━━ Page text ━━

AI might be making some business processes move faster, like recruiting candidates and writing job descriptions, but it’s creating some rocky terrain in the hiring landscape as well. 

The first installment of our AI in hiring series covered the current state of the hiring landscape and the AI doom cycle. In this installment, we’ll take a closer look at the key issues MSPs need to be aware of as they incorporate AI tools into their hiring process, and how they can guide customers who are also looking to adopt AI solutions in HR. These issues include: the rise of fraudulent applications, the legal risk associated with AI candidate filtration, and why HR professionals are so resistant to integrating identity verification into the hiring pipeline. Here’s what you need to know. 

Fraudulent Applications on the Rise 

There is a growing concern among hiring professionals that the candidates they are interviewing are fraudulent. Hiring platform Greenhouse’s 2025 AI in Hiring report, which surveyed over 4,100 job seekers, hiring managers, and recruiters, found that 74% of hiring managers say they’re more concerned about fake credentials, deepfakes, or misrepresented experience than they were a year ago. 

The report also found that 91% of U.S. hiring managers have caught or suspected AI-driven candidate misrepresentation. The most common candidate fraud tactics in the U.S. are fake backgrounds or voice changers (32%), AI scripts during interviews (32%), and deepfakes (18%). 

The Risk Factor 

But what’s at risk here isn’t just the wasted time, effort, and resources put into a bad-fit candidate. “People have been hiring fake people. They get fired within a month or two; that costs a lot of money,” says a cybersecurity sector recruiter who asked to remain anonymous. “But not only that, I found out one company got a person from North Korea in this way—and the guy stole $51 million worth of data.” 

“If you get one [malicious actor] in your company who is good at an IT level, they can destroy your company in a minute,” the cybersecurity recruiter explains. “You’ve just opened your system to somebody you don’t know, who could be sending all your data back to another country, stealing social security numbers. You’re giving them all the data they need to cause fraud at a high level.” 

In her breakout session at Gartner’s Identity and Access Management summit in December, Emi Chiba, HR tech analyst at Gartner, spoke on the increasing risk. “By 2028, we expect 1 in 4 candidate profiles worldwide to be fake,” she said. “Hiring fraudulent candidates opens you and your organization to a wide range of risk—cybersecurity, legal, and financial risks. If you give malicious actors employee access, they can steal your data; they can steal your intellectual property.”

━━━

#### Challenges:
[1] Please reproduce the part of the records that opens with the line containing "Reviewer note. Confirm that each instance of the bus in" and closes with the line containing "<point>536,186</point>", both ends included. Leave the request line unchanged, multiply each point coordinate in the answers by 0.55, round each to a whole number with halves going up, and return only those lines.
[2] Extend the article on AI in hiring above, picking up right after its final sentence.

━━ Dataset entries ━━

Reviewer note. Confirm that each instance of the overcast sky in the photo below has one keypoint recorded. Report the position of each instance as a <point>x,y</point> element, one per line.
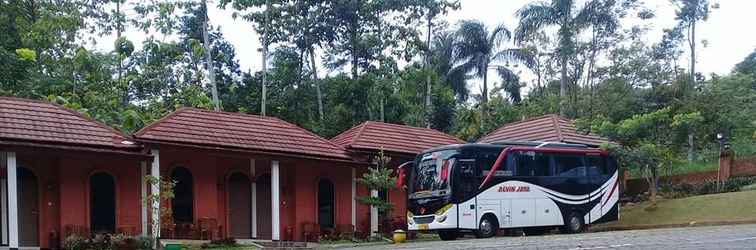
<point>729,30</point>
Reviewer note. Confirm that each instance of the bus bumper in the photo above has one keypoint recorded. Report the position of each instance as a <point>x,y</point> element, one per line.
<point>431,222</point>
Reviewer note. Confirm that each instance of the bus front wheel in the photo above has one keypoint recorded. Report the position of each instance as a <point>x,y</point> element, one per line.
<point>448,234</point>
<point>487,227</point>
<point>573,224</point>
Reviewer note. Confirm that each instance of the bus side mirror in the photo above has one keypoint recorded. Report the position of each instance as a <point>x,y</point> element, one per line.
<point>467,168</point>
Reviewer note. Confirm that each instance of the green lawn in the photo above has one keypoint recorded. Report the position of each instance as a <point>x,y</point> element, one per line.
<point>734,206</point>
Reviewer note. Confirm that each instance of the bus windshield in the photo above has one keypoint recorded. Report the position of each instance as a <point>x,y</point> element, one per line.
<point>431,175</point>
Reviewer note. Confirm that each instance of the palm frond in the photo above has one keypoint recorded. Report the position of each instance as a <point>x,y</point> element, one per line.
<point>533,18</point>
<point>510,83</point>
<point>517,55</point>
<point>499,35</point>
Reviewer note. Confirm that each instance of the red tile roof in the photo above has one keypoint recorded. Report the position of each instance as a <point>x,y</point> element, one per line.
<point>552,128</point>
<point>373,135</point>
<point>31,122</point>
<point>201,127</point>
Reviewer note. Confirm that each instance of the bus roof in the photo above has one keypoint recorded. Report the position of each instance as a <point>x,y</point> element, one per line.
<point>524,145</point>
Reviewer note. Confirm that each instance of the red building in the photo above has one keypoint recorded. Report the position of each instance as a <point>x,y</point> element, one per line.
<point>401,143</point>
<point>235,175</point>
<point>64,173</point>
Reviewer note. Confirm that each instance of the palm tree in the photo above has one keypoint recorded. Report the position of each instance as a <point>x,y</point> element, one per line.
<point>478,50</point>
<point>444,58</point>
<point>541,15</point>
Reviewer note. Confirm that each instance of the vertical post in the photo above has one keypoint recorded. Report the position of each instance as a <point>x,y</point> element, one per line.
<point>274,188</point>
<point>254,197</point>
<point>143,181</point>
<point>354,198</point>
<point>155,192</point>
<point>373,215</point>
<point>12,201</point>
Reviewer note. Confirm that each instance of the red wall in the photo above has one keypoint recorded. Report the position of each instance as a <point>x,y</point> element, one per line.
<point>298,183</point>
<point>64,193</point>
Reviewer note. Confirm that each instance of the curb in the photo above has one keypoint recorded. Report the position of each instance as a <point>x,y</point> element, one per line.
<point>677,225</point>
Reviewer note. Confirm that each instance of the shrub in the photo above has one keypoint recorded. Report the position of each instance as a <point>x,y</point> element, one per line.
<point>107,242</point>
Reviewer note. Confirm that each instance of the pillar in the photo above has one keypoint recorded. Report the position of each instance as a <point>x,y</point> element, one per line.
<point>155,192</point>
<point>354,198</point>
<point>373,215</point>
<point>254,197</point>
<point>143,186</point>
<point>274,200</point>
<point>12,201</point>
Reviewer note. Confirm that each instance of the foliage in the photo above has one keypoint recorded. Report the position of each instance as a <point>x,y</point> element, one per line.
<point>107,242</point>
<point>379,177</point>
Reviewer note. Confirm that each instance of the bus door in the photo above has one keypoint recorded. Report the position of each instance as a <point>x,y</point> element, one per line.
<point>465,190</point>
<point>571,175</point>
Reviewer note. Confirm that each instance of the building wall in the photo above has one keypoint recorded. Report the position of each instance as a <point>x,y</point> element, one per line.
<point>64,191</point>
<point>298,186</point>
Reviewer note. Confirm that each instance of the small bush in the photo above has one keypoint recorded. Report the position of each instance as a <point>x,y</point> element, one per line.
<point>710,187</point>
<point>107,242</point>
<point>222,243</point>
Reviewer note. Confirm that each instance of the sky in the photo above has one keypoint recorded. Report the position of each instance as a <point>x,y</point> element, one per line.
<point>728,31</point>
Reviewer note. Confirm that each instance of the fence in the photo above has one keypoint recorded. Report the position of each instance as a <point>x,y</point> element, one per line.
<point>729,167</point>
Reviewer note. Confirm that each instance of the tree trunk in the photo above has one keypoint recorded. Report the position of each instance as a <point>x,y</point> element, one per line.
<point>693,54</point>
<point>265,59</point>
<point>563,87</point>
<point>209,58</point>
<point>427,72</point>
<point>484,93</point>
<point>318,91</point>
<point>691,154</point>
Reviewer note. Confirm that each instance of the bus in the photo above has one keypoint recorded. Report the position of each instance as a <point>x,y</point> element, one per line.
<point>536,186</point>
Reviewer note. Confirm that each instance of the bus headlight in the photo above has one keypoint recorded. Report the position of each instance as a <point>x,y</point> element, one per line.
<point>440,218</point>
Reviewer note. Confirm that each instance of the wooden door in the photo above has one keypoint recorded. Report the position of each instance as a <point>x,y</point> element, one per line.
<point>28,220</point>
<point>264,215</point>
<point>240,206</point>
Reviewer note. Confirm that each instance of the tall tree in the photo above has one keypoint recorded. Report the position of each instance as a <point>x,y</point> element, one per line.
<point>480,49</point>
<point>569,20</point>
<point>689,13</point>
<point>208,55</point>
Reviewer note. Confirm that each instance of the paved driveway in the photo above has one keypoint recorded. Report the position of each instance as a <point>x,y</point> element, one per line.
<point>715,237</point>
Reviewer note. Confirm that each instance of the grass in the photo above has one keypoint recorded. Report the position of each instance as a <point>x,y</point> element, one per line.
<point>735,206</point>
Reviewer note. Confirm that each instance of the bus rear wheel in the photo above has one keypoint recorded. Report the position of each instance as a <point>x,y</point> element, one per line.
<point>573,224</point>
<point>487,227</point>
<point>448,234</point>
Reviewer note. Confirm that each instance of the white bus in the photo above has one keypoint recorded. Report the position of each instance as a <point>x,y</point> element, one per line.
<point>482,188</point>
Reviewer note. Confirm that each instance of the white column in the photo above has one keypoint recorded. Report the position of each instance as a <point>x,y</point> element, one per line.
<point>12,201</point>
<point>254,197</point>
<point>274,188</point>
<point>143,186</point>
<point>373,215</point>
<point>354,198</point>
<point>155,192</point>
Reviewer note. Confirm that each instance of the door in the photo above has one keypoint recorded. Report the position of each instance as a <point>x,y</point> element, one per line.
<point>325,204</point>
<point>28,220</point>
<point>240,206</point>
<point>102,203</point>
<point>264,215</point>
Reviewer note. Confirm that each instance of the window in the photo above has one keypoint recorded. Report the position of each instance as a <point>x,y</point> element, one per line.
<point>569,165</point>
<point>531,164</point>
<point>596,165</point>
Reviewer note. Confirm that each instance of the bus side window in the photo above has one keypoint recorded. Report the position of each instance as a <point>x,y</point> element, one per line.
<point>596,165</point>
<point>531,164</point>
<point>569,165</point>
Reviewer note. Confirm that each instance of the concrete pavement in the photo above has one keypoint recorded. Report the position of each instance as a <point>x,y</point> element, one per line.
<point>712,237</point>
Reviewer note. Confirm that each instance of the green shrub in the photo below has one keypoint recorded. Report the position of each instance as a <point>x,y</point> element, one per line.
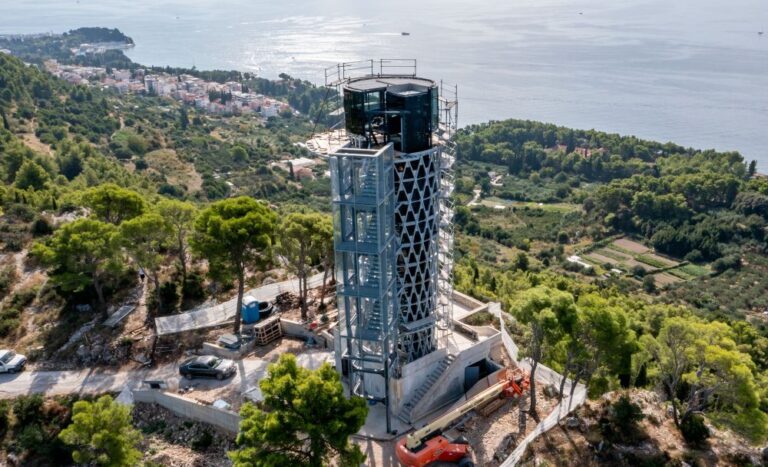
<point>202,442</point>
<point>169,295</point>
<point>8,277</point>
<point>625,415</point>
<point>5,420</point>
<point>31,437</point>
<point>28,409</point>
<point>649,284</point>
<point>694,429</point>
<point>41,226</point>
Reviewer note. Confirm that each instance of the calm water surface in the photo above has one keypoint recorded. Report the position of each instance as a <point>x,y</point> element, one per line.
<point>690,71</point>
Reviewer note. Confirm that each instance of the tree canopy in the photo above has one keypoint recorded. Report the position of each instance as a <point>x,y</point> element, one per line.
<point>102,434</point>
<point>306,421</point>
<point>234,234</point>
<point>81,253</point>
<point>304,242</point>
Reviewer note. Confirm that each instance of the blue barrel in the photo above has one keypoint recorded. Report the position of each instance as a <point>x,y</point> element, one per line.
<point>250,310</point>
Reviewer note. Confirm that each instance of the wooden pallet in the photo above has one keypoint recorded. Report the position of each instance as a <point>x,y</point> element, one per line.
<point>267,331</point>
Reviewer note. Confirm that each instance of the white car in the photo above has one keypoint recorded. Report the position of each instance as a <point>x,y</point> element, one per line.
<point>11,362</point>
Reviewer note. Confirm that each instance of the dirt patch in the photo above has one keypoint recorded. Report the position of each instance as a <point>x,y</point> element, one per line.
<point>614,253</point>
<point>632,246</point>
<point>657,442</point>
<point>166,162</point>
<point>494,437</point>
<point>178,442</point>
<point>666,279</point>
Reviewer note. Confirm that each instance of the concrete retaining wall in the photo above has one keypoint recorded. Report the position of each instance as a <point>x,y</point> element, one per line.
<point>544,375</point>
<point>450,386</point>
<point>413,376</point>
<point>188,408</point>
<point>467,302</point>
<point>295,329</point>
<point>213,349</point>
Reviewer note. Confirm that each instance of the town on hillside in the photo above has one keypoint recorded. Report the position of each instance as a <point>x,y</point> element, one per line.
<point>218,98</point>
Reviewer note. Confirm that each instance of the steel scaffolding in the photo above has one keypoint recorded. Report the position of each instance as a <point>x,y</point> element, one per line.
<point>362,183</point>
<point>385,103</point>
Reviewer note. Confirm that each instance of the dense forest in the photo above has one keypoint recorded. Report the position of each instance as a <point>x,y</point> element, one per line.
<point>574,191</point>
<point>700,205</point>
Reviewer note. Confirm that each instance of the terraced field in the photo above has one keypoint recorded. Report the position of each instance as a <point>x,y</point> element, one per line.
<point>626,254</point>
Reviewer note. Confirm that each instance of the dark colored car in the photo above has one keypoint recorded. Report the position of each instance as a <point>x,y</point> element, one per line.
<point>11,362</point>
<point>207,366</point>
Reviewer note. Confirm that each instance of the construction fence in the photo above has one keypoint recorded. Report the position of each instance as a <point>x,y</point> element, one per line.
<point>545,375</point>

━━━

#### The results:
[1]
Reviewer note. Confirm that each instance of the bus in the photo above has one keypoint recorded. Report the position of each instance as a <point>x,y</point> element, one per line.
<point>295,102</point>

[2]
Red Flags of Fraud 

Employers are finding ways to identify fraudulent applications, largely by cross-checking data. But be warned, as AI continues to get more sophisticated, employers may be forced to find other identifiers in the future. 

A common red flag is “overfitting,” says the cybersecurity recruiter. “Anytime you see somebody who’s previous job is perfectly aligned with your job description, like a 90% match, it’s an overfitting. I use AI to identify the overfitters, because they’re having their resumes written by AI. I can’t tell what their real experience is because of that.” 

It’s not just that a candidate’s work history matches your job description too closely though, says the cybersecurity recruiter. “AI overfits, but it may only be the last job that they had that overfits. The rest of the history before doesn’t seem to be related, or it’s not as significant, but their last job of two years is perfect. That’s not normal. People don’t usually work that way.” 

Another sign of a fraudulent applicant is an oddly short amount of time on LinkedIn. “If you look on LinkedIn and the guy has only been on LinkedIn for a month or two… that’s not normal for somebody who’s been in the industry for 10 years. They’re going to have a LinkedIn profile from years ago,” the recruiter says. 

Other indicators include fictional companies, real companies that didn’t exist yet when the candidate apparently worked there, LinkedIn profiles that don’t match resume experience, and multiple, different LinkedIn profiles of the same person. 

“I imagine recruiters are going to have to start researching companies,” the recruiter says. “AI is going to help find the fraud, but AI is creating the fraud.” 

Beware of Hiring Bias 

While these indicators can help you pick out fake applicants, Chiba warned attendees against one frequent piece of advice in particular: “that you should stop hiring people who don’t look like they match their name.” Not only is a name not a good indicator of fraud, but as Chiba points out, it is “wildly illegal.” 

Anti-discrimination laws protected by the Equal Employment Opportunity Commission (EEOC) prohibit eliminating a candidate based on race, national origin, sex, age, and gender identity—all things that could be inferred based on a candidate’s name.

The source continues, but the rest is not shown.